- ASSIGNED TASK
Of all the lines in the entries below, give again exactly those starting at the line containing "Query: rusty metal panel" and ending at the line containing "483, row 697", both ends included, and no others.

- RECORDS SUPPLIED
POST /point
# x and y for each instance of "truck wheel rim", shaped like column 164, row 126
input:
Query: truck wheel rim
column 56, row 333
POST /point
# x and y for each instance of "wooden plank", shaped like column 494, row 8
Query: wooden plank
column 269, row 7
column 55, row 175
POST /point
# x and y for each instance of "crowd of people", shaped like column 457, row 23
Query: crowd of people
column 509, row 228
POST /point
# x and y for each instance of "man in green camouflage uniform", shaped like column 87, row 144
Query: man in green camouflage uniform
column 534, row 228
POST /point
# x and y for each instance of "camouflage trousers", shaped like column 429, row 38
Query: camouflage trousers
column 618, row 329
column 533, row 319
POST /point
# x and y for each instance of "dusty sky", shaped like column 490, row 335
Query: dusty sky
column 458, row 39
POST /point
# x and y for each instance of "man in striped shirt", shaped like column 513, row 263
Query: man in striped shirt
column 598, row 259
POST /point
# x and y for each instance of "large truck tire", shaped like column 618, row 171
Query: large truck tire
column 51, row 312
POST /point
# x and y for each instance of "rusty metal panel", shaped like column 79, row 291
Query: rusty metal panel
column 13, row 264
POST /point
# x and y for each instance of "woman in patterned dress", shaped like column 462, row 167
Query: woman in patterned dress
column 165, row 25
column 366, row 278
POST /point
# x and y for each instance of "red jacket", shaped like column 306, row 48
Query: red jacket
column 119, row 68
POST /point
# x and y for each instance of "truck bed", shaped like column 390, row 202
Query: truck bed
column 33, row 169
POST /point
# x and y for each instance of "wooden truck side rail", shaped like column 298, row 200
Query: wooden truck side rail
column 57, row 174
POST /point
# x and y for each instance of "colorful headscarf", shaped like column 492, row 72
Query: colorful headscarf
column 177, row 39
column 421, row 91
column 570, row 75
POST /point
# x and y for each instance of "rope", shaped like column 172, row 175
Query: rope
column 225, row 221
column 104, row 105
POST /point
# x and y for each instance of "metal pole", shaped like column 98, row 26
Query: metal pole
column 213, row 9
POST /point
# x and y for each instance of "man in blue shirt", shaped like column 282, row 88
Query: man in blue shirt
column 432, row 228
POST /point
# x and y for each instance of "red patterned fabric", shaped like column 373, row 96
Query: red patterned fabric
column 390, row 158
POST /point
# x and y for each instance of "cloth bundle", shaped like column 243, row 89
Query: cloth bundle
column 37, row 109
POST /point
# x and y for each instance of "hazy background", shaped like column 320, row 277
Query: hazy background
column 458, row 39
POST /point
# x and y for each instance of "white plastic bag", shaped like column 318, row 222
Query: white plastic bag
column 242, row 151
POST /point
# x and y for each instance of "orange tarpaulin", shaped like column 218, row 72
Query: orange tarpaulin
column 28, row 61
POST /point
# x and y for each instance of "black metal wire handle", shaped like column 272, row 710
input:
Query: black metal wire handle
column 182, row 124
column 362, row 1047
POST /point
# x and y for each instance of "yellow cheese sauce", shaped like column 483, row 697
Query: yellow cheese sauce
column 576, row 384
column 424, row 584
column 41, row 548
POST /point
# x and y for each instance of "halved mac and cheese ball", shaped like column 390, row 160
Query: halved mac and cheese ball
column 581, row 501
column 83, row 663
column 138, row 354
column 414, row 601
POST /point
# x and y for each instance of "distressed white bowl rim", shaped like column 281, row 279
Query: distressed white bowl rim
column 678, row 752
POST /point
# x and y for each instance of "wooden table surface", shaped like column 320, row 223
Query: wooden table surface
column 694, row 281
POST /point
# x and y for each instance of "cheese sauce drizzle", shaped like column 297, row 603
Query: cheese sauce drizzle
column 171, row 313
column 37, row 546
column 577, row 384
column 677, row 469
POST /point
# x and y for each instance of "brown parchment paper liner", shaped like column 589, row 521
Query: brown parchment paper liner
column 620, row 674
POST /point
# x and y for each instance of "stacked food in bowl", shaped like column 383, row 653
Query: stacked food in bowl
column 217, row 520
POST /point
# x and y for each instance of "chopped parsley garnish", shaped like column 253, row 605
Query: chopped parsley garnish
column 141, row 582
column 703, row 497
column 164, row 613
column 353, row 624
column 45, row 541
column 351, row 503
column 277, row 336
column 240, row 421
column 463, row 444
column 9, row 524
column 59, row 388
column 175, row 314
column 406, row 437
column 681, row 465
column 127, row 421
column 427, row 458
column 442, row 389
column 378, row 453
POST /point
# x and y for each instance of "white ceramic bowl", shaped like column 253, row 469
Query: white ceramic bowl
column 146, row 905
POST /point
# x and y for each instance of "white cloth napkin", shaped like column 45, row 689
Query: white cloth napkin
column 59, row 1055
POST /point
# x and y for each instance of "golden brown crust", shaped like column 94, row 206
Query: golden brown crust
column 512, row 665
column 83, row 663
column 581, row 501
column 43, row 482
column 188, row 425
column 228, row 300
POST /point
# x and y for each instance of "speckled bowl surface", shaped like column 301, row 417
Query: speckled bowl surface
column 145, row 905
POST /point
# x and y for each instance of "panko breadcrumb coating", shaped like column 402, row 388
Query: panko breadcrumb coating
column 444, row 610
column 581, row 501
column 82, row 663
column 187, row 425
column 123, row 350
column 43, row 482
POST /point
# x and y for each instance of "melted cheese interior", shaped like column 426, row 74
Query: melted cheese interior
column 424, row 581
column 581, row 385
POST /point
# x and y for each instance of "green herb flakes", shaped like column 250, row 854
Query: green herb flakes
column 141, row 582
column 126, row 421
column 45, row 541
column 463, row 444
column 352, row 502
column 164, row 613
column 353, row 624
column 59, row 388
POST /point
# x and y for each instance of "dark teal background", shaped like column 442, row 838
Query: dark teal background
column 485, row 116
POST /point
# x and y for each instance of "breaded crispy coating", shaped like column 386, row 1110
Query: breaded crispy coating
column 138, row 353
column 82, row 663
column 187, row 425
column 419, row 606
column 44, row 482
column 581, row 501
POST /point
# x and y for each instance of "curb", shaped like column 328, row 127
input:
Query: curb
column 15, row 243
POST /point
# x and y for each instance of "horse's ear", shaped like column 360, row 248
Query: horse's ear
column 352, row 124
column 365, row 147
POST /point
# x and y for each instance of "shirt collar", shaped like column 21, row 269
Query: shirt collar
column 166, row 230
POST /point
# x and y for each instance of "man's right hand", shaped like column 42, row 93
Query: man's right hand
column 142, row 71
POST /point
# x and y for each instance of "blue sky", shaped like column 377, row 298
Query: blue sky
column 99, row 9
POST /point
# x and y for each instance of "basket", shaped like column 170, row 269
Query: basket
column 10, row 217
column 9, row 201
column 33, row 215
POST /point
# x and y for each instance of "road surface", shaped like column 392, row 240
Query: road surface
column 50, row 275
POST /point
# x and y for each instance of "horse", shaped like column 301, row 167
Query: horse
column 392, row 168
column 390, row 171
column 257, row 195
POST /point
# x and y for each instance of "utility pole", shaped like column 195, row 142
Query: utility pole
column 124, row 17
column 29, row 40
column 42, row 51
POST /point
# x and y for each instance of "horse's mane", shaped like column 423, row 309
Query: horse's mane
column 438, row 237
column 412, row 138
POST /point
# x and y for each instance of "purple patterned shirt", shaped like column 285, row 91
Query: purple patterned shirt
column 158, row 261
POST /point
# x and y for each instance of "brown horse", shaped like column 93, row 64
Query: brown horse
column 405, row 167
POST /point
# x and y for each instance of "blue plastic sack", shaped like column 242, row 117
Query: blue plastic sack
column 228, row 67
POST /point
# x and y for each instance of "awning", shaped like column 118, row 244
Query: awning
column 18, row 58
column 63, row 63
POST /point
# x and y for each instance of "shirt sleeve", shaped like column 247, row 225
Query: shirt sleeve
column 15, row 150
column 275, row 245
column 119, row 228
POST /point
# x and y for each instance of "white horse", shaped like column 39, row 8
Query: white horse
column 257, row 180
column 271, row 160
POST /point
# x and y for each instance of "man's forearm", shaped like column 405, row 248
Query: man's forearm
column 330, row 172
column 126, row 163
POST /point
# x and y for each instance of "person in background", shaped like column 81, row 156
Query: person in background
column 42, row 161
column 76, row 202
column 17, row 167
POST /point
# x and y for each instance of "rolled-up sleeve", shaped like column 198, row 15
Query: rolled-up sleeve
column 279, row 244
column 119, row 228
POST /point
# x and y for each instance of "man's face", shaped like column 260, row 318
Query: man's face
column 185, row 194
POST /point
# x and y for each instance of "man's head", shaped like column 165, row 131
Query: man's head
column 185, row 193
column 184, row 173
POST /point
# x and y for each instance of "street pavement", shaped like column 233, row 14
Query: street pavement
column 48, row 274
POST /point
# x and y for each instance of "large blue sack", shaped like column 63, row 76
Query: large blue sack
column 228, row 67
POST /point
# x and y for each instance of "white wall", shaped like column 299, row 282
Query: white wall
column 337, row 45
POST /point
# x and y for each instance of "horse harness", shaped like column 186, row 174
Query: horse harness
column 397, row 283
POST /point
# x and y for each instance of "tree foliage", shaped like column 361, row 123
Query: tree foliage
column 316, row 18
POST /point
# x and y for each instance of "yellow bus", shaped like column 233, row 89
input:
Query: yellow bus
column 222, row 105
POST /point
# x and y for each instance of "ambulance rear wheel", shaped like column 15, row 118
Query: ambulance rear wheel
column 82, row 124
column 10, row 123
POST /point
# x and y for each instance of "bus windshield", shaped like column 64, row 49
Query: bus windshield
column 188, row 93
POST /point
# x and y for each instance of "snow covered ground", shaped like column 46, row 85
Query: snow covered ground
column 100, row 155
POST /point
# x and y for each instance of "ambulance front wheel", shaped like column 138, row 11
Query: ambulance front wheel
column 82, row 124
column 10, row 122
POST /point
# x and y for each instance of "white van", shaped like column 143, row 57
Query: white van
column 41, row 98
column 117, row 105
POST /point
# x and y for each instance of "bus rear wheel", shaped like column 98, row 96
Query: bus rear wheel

- ANSWER BOX
Query: rusty metal panel
column 13, row 264
POST /point
# x and y for each instance of "woman in patterned dress", shaped like column 462, row 167
Query: woman in patterned dress
column 165, row 25
column 366, row 278
POST /point
# x and y for each instance of "red jacket", shaped like column 306, row 48
Query: red jacket
column 119, row 68
POST /point
# x and y for each instance of "truck bed", shaped like column 390, row 202
Query: truck bed
column 33, row 169
POST /point
# x and y for each instance of "wooden truck side rail", shaped like column 298, row 200
Query: wooden truck side rail
column 57, row 174
POST /point
# x and y for each instance of "colorful headscarf", shaped like column 492, row 72
Query: colorful headscarf
column 177, row 39
column 421, row 91
column 570, row 75
POST /point
# x and y for each instance of "rope", shaped like column 172, row 175
Query: rope
column 225, row 221
column 104, row 105
POST /point
# x and y for each instance of "metal pole", shaped like column 98, row 26
Query: metal pole
column 213, row 9
POST /point
# x and y for each instance of "man in blue shirt", shaped like column 282, row 88
Query: man in blue shirt
column 432, row 228
POST /point
# x and y for each instance of "red patterned fabric", shaped like column 373, row 96
Query: red patterned fabric
column 390, row 158
POST /point
# x and y for each instance of "cloth bundle", shaped like column 243, row 89
Query: cloth bundle
column 37, row 109
POST /point
# x and y for each instance of "hazy background", shaped like column 320, row 277
Query: hazy background
column 458, row 39
POST /point
# x and y for each instance of "white plastic bag", shaped like column 318, row 222
Query: white plastic bag
column 242, row 151
POST /point
# x and y for each instance of "orange tarpaulin", shaped like column 218, row 72
Query: orange tarpaulin
column 28, row 61
POST /point
# x and y for each instance of "black metal wire handle", shaped like column 272, row 710
input:
Query: black metal wire handle
column 182, row 124
column 362, row 1047
POST /point
# x and y for each instance of "yellow cheese sauce", shaped like column 483, row 697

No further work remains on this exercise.